(Image-grounded pointing data)
::::::
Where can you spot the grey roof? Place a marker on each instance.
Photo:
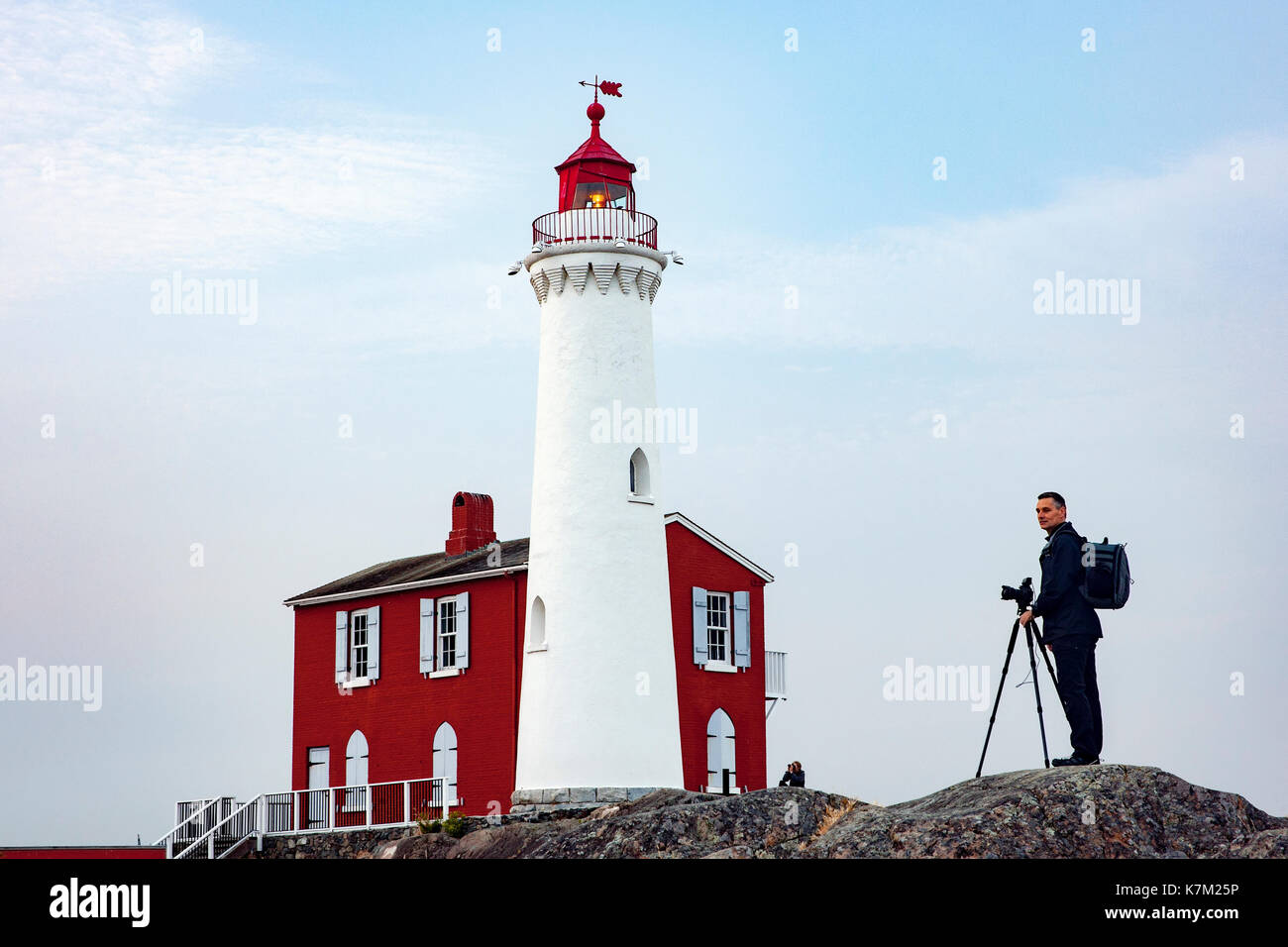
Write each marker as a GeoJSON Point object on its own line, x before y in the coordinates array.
{"type": "Point", "coordinates": [419, 569]}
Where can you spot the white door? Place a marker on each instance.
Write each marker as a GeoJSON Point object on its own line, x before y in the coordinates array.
::::::
→ **PROMPT**
When you copy the data, keep every line exact and leave out each picture.

→ **SOLUTION FOR THIS PROBLEM**
Where can you spot the grey roof? Place a marker on each instance.
Photo:
Write each marker as a GeoJSON Point object on its own line, x before y in the coordinates array.
{"type": "Point", "coordinates": [419, 569]}
Where can you spot the white door? Place a marker on each instance.
Write each marker as a GeoJSON Point object on its own line, x before y in the coordinates array.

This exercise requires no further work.